*Stated exercise*
Translate into Spanish this sentence from the passage on free groups: "Is easy to prove that for a f.g. abelian group the rank is the numer of elements in a free system of generators."

We say that a group $G$ (not neceassary abelian) is free if it has a free set of generators, where for "free subset" we mean a subset $X$ of $G$ such that $x_1^{\beta_1} \ldots x_n^{\beta_n}=1$, for $ x_1 \ldots x_n$ distinct elements of $X$, implies $\beta_1= \ldots =\beta_n=0$. Is easy to prove that for a f.g. abelian group the rank is the numer of elements in a free system of generators. Thinking at the structure of f.g. abelian groups we se that if $T=T(A)$ is the torsion of $A$ (f.g. abelian group) and $B \le T$, then $rk(A/B)=rk(A)$.

For $A$ f.g. abelian gruop are equivalent:

  1. $A\simeq \mathbb{Z}^d$.
  2. the torsion subgroup $T(G)$ of $G$ is trivial.
  3. $A$ is free.

*Dataset*
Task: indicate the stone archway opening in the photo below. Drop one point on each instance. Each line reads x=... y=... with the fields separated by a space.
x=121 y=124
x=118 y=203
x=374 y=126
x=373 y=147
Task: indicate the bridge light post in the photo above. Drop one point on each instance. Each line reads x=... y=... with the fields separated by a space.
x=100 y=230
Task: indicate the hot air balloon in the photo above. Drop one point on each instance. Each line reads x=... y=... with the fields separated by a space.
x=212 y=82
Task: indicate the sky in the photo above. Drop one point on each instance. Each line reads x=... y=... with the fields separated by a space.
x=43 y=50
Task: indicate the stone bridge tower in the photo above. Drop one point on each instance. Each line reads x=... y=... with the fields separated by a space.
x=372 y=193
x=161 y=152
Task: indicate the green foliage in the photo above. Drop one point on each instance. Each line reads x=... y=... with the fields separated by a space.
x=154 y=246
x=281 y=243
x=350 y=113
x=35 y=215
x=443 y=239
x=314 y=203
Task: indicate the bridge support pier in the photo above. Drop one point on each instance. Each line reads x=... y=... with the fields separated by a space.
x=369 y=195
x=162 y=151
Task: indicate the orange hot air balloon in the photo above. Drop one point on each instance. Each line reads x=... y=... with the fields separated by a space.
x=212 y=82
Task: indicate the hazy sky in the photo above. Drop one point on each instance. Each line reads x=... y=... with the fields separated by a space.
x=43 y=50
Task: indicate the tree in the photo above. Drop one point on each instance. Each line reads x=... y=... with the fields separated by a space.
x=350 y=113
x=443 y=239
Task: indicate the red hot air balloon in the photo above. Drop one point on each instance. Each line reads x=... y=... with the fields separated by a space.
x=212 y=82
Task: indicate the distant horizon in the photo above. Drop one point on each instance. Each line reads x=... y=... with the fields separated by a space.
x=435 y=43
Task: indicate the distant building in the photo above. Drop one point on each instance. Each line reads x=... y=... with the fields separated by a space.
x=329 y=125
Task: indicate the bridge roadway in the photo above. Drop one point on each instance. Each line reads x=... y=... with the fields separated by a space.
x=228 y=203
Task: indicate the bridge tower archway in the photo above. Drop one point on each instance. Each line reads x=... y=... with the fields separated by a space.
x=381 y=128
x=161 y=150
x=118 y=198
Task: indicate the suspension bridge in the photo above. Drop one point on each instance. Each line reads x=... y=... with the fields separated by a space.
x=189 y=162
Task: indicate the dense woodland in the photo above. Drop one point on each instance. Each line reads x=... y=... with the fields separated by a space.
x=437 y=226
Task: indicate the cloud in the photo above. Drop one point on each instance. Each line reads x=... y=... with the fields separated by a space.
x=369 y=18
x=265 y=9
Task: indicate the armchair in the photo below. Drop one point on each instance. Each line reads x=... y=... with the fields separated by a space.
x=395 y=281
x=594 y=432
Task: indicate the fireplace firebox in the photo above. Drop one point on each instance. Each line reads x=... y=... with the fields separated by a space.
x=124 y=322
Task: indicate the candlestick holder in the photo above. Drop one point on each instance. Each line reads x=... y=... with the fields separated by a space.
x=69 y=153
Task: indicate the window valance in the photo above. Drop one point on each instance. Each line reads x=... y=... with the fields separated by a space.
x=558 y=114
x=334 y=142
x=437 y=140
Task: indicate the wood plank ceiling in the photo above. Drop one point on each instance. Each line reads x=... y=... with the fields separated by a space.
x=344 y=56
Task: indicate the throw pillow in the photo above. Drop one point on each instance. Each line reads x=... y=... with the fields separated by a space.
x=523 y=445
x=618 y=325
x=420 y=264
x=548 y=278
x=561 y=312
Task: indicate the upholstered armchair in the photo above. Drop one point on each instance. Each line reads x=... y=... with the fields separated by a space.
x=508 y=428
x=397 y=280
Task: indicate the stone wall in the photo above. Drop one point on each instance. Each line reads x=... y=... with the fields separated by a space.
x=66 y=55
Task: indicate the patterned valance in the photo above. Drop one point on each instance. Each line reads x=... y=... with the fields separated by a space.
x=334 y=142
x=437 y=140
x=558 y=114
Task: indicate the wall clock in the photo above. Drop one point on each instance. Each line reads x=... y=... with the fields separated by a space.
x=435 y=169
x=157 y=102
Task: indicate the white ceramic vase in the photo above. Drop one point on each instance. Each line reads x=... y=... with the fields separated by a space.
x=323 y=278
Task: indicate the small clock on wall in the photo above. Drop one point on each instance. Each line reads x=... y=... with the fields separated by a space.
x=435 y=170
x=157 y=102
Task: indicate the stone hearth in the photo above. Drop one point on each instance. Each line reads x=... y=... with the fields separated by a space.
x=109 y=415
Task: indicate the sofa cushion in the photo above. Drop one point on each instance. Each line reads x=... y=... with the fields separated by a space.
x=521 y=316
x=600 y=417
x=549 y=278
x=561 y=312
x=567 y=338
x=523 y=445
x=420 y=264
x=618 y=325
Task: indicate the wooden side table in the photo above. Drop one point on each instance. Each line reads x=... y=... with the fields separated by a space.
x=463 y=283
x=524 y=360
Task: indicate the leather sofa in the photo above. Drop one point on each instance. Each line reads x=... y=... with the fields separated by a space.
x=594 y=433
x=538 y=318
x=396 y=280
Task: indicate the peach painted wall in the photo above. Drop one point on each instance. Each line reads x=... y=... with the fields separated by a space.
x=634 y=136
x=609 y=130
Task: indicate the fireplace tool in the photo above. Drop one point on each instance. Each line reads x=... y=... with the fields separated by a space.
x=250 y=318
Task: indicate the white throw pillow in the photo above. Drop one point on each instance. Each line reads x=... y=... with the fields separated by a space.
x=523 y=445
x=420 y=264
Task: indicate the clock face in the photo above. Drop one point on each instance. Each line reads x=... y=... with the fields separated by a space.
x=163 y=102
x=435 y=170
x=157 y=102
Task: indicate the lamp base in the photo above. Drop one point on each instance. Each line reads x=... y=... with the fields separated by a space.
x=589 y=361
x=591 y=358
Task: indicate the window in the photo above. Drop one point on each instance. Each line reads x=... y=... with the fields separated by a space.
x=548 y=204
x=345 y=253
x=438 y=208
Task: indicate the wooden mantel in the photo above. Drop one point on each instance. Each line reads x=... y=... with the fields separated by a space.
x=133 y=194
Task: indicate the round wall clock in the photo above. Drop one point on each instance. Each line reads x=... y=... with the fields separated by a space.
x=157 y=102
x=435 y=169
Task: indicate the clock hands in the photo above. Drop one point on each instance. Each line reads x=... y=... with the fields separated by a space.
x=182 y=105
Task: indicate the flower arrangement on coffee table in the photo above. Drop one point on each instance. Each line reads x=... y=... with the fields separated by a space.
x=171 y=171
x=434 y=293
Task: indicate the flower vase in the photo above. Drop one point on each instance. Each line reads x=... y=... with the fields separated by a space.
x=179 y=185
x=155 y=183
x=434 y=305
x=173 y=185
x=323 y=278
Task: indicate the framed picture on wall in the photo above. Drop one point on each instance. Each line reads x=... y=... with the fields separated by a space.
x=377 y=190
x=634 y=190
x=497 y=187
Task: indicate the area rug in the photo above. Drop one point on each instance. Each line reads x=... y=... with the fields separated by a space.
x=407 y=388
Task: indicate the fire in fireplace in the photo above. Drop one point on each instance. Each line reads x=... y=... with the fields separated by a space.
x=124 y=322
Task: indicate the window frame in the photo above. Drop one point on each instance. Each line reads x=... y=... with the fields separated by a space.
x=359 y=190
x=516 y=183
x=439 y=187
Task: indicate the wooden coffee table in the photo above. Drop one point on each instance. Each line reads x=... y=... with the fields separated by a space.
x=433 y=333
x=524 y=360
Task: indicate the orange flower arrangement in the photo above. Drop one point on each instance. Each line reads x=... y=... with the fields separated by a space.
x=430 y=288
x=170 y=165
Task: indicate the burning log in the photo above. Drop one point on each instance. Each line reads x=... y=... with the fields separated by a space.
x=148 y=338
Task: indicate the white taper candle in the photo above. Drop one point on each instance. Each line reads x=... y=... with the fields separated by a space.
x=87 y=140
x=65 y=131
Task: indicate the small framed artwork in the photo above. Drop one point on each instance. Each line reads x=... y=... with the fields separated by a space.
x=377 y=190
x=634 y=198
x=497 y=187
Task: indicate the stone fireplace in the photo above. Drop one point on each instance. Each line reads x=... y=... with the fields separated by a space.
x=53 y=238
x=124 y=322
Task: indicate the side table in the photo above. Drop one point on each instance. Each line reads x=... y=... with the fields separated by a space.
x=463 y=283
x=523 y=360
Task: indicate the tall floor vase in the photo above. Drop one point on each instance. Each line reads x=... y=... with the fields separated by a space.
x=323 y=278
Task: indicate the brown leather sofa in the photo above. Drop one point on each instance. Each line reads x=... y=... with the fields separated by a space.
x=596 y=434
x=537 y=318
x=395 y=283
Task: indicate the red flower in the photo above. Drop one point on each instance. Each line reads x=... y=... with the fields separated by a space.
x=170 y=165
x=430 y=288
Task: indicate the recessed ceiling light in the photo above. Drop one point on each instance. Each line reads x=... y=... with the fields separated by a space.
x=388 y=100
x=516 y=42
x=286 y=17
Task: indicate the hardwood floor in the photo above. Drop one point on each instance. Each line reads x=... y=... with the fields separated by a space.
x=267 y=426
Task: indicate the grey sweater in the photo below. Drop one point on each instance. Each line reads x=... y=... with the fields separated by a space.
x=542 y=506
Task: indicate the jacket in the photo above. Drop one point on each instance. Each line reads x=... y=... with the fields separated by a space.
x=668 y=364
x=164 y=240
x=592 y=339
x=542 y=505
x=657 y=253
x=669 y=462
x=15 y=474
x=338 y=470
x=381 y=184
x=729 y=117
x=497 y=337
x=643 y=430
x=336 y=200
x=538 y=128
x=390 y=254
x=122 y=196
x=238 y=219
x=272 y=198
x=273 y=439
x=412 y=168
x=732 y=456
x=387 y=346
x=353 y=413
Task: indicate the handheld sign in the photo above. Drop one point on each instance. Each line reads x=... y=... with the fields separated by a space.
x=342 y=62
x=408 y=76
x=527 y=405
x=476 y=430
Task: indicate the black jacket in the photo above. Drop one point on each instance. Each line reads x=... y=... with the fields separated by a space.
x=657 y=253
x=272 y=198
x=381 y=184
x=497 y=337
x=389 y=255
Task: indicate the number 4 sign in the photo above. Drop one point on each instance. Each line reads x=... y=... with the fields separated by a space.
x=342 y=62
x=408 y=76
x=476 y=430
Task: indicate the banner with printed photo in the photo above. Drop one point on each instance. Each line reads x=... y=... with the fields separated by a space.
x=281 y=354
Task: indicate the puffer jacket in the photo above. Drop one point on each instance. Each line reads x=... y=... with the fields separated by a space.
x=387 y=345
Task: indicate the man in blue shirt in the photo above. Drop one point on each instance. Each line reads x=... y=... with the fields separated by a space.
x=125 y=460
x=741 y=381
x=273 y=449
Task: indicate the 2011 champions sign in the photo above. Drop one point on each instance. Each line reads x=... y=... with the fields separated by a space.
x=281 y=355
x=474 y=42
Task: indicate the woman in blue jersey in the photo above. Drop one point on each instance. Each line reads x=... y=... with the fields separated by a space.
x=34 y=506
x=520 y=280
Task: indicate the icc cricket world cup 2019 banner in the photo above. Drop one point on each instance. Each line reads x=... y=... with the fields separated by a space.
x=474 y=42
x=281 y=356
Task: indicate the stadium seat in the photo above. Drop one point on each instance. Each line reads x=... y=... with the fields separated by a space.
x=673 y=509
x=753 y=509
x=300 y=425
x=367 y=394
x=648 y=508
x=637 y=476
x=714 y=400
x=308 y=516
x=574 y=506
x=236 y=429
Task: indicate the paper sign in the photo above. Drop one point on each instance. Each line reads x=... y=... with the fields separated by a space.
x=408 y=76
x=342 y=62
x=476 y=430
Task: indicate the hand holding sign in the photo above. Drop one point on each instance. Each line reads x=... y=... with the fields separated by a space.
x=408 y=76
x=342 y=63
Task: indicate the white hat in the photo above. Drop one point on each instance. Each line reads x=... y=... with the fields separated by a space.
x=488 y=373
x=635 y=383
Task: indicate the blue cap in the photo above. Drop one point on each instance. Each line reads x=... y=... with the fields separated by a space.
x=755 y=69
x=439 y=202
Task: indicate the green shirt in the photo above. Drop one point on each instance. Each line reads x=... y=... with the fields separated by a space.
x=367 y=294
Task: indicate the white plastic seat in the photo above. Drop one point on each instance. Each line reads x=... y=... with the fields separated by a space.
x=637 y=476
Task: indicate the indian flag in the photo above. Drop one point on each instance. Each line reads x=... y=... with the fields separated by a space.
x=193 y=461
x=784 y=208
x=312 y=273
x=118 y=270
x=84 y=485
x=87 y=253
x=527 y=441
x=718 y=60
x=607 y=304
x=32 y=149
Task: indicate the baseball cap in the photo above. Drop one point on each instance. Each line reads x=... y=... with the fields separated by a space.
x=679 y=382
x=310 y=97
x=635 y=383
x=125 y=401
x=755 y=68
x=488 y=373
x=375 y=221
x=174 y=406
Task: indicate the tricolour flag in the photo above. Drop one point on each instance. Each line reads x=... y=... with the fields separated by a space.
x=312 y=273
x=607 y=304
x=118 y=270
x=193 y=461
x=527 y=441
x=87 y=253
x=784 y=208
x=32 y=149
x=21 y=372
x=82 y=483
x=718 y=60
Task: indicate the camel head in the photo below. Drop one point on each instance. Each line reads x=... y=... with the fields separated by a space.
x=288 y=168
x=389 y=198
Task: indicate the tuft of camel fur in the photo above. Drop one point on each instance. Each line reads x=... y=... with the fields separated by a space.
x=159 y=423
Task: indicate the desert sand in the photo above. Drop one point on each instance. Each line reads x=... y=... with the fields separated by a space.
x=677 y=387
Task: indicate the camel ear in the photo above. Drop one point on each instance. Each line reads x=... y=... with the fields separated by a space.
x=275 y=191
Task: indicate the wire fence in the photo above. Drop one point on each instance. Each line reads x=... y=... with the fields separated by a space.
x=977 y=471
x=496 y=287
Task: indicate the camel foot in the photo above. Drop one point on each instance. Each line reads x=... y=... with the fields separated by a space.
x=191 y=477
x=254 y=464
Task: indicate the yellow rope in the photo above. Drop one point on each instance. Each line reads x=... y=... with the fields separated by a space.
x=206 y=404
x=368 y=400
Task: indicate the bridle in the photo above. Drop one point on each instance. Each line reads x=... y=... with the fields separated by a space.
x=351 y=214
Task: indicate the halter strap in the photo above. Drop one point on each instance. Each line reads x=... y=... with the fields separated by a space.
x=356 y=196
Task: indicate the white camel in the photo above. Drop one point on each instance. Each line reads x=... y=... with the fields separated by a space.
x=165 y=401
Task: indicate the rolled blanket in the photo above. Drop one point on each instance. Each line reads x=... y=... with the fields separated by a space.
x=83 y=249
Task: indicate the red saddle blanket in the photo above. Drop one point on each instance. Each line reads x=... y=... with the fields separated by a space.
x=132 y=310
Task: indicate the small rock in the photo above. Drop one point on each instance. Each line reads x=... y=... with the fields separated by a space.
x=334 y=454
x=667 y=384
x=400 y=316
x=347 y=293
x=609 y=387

*Task output*
Es fácil demostrar que para un grupo abeliano finitamente generado el rango es el número de elementos en un sistema libre de generadores.